Tuesday, September 10, 2013

A 1st specialized C++ memory pool

Specialized C++ memory pools have many important applications. They are not C++ memory allocators, but can be used in their implementation. Solaris provides a quite good and rich support to this which I'll try to take advantage of.

Perhaps the most obvious application is for nodes of varying data structures. Nevertheless, as a particular example of how useful a specialized memory pool is, consider the strategy of reference counting, which is specially useful to smart pointers. The fact is that the counters must be shared by the set of smart pointers pointing to the same object. As I said on another post, this has induced the misnaming of Boost's shared_ptr. But back to the subject, the counter requirement implies that it must be dynamically allocated. The known problem is that using the standard operators ::new and ::delete are quite inefficient, specially for an intended industrial strength version. What's needed is a replacement, such as the slab allocator by Jeff Bonwick or the Bjarne Stroustrup's User-Defined Allocator (The C++ Programming Language Third/Special, section 19.4.2), both based on the idea of caches for efficient constant time O(1) operations.

Furthermore, it should be thread-safe, preferably with non-locking atomic arithmetic. I'll see if it's possible to avoid mutexes and I intend to use atomic operations provided by the Solaris Standard C Library atomic_ops(3C) collection of functions, as indicated by Darryl Gove in his book Solaris Application Programming, section 12.7.4, Using Atomic Operations. In fact, on Multicore Application Programming: For Windows, Linux, and Oracle® Solaris, chapter 8, listings 8.4 and 8.5, also by Darryl Gove I may have the solution: instead of mutexes, use a lock-free variant that loops on the CAS of a local variable.

So, inspired by the above references, I'll start my implementation of a thread-safe and always expanding specialized pool. Internally, it will be comprised of several chunks. My intention is to make the size of each chunk fit a certain page size, which ultimately will imply how many objects slots each chunk will able to cache. The first hurdle is that this is dynamic, depending on the hardware and its multiple supported page sizes among which to choose. As such, internally, I can't declare an array of objects (whose size must be known at compile time), nor can I declare a pointer to objects (as this would decouple the list of chunks from the chunks themselves, incurring on separate dynamic memory management, one for the list and other for the chunks).

The initial (probably incomplete) version of my constant time, O(1), thread-safe, always expanding pool, has two fundamental high-level operations, request() and recycle(), in order to make it publicly useful.
The implementation idea is somewhat simple: Maintain a free list of data slots over the unused payload areas of the buffers comprising the cache.

ACTIONS TO TAKE:
[1] List every book the memory pool post above names by title.
[2] Answer these questions from the memory pool post above, one line each:
(a) Who created the slab allocator mentioned as a replacement?
(b) Which collection of functions does the author plan to use for atomic operations?
(c) What are the two high-level operations of the pool's first version?
[3] Write the next part of the memory pool post, picking up right after its last sentence.

RECORD EXCERPTS:

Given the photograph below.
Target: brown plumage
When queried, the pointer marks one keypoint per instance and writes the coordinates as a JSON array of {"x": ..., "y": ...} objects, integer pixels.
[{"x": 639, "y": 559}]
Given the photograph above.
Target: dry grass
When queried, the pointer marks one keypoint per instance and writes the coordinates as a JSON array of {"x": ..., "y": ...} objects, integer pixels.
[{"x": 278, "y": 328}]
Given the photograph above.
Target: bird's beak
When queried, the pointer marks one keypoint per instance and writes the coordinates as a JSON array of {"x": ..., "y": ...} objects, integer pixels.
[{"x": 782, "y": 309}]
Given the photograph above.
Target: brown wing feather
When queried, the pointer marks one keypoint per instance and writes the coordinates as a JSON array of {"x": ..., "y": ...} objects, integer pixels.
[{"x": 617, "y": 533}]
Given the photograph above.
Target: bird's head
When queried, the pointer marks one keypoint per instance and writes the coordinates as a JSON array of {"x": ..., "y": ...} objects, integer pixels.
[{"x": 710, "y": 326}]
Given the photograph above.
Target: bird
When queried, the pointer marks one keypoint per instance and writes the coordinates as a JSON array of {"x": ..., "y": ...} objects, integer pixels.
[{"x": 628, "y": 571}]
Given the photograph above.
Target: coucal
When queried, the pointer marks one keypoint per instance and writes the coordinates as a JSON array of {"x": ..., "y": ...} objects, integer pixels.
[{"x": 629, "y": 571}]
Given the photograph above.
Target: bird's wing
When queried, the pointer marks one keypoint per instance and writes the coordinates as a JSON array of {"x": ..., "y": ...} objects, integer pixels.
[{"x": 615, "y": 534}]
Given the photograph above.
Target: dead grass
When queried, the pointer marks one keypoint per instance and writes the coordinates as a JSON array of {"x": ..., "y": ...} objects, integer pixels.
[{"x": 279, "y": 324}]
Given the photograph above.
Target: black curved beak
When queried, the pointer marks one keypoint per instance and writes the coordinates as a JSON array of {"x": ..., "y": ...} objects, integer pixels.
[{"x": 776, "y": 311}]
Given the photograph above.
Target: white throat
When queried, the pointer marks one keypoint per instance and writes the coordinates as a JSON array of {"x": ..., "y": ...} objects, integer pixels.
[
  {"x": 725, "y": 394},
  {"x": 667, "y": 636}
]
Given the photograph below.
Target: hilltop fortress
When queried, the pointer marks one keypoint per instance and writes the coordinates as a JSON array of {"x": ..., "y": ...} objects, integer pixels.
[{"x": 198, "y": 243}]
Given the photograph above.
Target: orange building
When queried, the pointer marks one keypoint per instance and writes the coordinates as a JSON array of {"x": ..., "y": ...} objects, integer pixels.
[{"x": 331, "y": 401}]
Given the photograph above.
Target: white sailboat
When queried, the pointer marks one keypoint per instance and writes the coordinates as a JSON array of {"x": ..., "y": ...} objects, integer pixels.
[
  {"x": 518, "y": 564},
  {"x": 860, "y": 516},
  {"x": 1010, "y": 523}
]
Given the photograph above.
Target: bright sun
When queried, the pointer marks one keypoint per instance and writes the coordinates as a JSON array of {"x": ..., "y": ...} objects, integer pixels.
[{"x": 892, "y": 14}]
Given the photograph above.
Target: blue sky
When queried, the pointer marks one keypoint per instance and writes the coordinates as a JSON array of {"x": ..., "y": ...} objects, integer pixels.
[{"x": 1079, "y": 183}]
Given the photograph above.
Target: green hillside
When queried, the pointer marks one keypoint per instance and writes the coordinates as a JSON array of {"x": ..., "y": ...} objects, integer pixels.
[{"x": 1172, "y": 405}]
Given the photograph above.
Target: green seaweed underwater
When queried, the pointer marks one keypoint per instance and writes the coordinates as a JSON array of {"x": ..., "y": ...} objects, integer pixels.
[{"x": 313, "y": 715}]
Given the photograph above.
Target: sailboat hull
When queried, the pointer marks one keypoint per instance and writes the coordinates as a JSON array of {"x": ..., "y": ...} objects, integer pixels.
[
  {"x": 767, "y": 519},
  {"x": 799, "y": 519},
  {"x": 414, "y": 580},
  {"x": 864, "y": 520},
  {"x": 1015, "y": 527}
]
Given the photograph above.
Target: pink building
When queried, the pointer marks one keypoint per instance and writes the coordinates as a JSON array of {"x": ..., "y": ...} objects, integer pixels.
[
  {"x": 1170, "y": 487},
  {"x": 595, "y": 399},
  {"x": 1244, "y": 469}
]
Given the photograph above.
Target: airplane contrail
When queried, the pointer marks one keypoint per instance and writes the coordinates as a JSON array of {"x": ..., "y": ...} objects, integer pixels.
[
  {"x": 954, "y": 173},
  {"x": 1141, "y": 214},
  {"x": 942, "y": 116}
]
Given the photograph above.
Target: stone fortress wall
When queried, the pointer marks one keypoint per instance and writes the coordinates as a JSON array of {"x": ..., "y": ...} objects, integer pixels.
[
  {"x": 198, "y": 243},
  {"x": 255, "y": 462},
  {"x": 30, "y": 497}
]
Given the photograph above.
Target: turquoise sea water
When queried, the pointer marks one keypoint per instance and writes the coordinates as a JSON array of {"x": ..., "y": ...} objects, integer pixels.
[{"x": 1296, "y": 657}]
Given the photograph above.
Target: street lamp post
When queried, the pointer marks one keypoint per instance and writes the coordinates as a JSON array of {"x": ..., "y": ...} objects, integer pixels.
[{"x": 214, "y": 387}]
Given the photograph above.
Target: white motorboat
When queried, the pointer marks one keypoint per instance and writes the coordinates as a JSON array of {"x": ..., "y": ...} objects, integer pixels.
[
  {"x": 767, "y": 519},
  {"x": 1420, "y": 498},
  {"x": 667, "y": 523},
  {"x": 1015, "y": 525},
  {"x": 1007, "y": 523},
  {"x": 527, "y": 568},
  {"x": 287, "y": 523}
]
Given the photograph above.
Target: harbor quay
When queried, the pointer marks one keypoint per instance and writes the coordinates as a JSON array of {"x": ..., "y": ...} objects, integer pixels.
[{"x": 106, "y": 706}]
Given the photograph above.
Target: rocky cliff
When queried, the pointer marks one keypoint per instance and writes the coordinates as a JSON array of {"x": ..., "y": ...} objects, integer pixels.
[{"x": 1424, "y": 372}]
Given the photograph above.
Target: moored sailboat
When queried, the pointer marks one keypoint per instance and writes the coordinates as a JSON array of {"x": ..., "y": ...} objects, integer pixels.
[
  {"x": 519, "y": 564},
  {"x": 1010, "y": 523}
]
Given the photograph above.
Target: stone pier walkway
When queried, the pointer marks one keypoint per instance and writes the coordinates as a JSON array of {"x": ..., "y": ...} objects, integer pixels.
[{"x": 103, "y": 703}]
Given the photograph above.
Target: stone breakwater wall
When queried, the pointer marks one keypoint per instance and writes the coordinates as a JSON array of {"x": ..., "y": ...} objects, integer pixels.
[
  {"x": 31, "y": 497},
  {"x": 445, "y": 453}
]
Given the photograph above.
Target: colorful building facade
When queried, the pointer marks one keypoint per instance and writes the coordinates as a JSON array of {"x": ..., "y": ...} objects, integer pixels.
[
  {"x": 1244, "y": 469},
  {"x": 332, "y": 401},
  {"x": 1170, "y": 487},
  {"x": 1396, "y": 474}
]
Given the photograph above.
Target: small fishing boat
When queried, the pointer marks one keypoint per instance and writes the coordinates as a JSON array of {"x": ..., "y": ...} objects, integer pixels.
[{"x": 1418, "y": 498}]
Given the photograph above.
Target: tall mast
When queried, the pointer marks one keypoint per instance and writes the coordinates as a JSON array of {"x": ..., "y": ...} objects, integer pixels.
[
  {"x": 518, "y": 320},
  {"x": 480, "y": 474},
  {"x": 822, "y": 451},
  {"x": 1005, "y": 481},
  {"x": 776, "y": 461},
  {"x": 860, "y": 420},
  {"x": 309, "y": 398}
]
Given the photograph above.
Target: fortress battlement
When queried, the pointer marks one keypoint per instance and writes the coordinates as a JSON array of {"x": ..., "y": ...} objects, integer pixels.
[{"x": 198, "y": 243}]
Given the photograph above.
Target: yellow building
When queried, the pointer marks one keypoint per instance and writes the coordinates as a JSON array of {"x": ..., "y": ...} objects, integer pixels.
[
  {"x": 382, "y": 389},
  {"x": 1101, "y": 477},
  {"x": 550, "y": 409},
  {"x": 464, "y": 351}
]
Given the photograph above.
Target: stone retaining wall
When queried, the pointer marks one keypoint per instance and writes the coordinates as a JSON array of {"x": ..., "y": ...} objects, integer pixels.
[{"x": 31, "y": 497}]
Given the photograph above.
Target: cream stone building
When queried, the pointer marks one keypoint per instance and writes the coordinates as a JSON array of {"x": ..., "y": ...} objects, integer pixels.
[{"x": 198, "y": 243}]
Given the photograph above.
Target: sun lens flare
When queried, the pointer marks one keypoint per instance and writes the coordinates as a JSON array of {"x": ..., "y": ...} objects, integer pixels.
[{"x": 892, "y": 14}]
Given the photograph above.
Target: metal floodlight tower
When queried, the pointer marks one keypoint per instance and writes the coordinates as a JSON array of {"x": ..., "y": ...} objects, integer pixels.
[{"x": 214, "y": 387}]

ANSWERS TO THE EXERCISES:
[1]
- The C++ Programming Language Third/Special
- Solaris Application Programming
- Multicore Application Programming: For Windows, Linux, and Oracle® Solaris

[2]
(a) Jeff Bonwick
(b) The atomic_ops(3C) collection of functions from the Solaris Standard C Library
(c) request() and recycle()

[3]
But achieving this at the code-level isn't as simple because of the performance, space and concurrency constrains. One notorious trade-off is due to the free list pointers sharing the space of unused data slots, which implies that the minimum size of a data slot is the size of a pointer (currently 8 bytes on 64-bit Intel platforms). Thus, for instance, if the data type is int (currently 4 bytes on 64-bit Intel platforms), then 50% of space will be wasted. When there's waste, the situation is known as internal fragmentation. Hence, in terms of space efficiency:
It's best to have the size of the main (pointed to) data type (T)
as a multiple of the platform's pointer (void *) size.
Here's my 1st implementation attempt:

#include <stdexcept>
#include <cstdlib>
#include <cerrno> 

#include <alloca.h> 
#include <atomic.h> 
#include <unistd.h> 
#include <sys/shm.h>
#include <sys/mman.h> 
#include <sys/types.h>

namespace memory
{

struct bad_alloc
{
    bad_alloc( int const error ) throw() :
        error( error )
    {
    }

    int const error;
};

namespace policy
{

 
enum { locked, ism, pageable, dism };

namespace internal
{

// Base class for policy classes of memory management.
struct control
{
    control( std::size_t const page_size ) throw() :
        page_size( page_size )
    {
    }

    void hat_advise_va( void const * p ) const throw()
    {
        ::memcntl_mha mha;

        mha.mha_cmd = MHA_MAPSIZE_VA;
        mha.mha_flags = 0;
        mha.mha_pagesize = page_size;

        if
        (
            ::memcntl
            (
                static_cast< caddr_t >
                    ( const_cast< void * >( p ) ),
                page_size,
                MC_HAT_ADVISE,
                reinterpret_cast< caddr_t >( & mha ),
                0,
                0
            )
            != 0
        )
        {
            // Log the error.
        }
    }

    void lock( void
const * p ) const throw()
    {
        if ( ::mlock( p, page_size ) != 0 )
        {
            // Log the error.
        }
    }

    void unlock( void
const * p ) const throw()
    {
        if ( ::munlock( p, page_size ) != 0 )
        {
            // Log the error.
        }
    }

    // The runtime size of buffers.
    std::size_t const page_size;
};

 
// Policy class for low-level shared memory management.
// Use non-type template parameters for additional data.
// Template functions to typecast data members.

template< int F >
struct shared : control
{

    shared( std::size_t const page_size ) throw() :
        control( page_size )
    {
    }
 


    template< typename B >
    void * request() const throw( std::bad_alloc )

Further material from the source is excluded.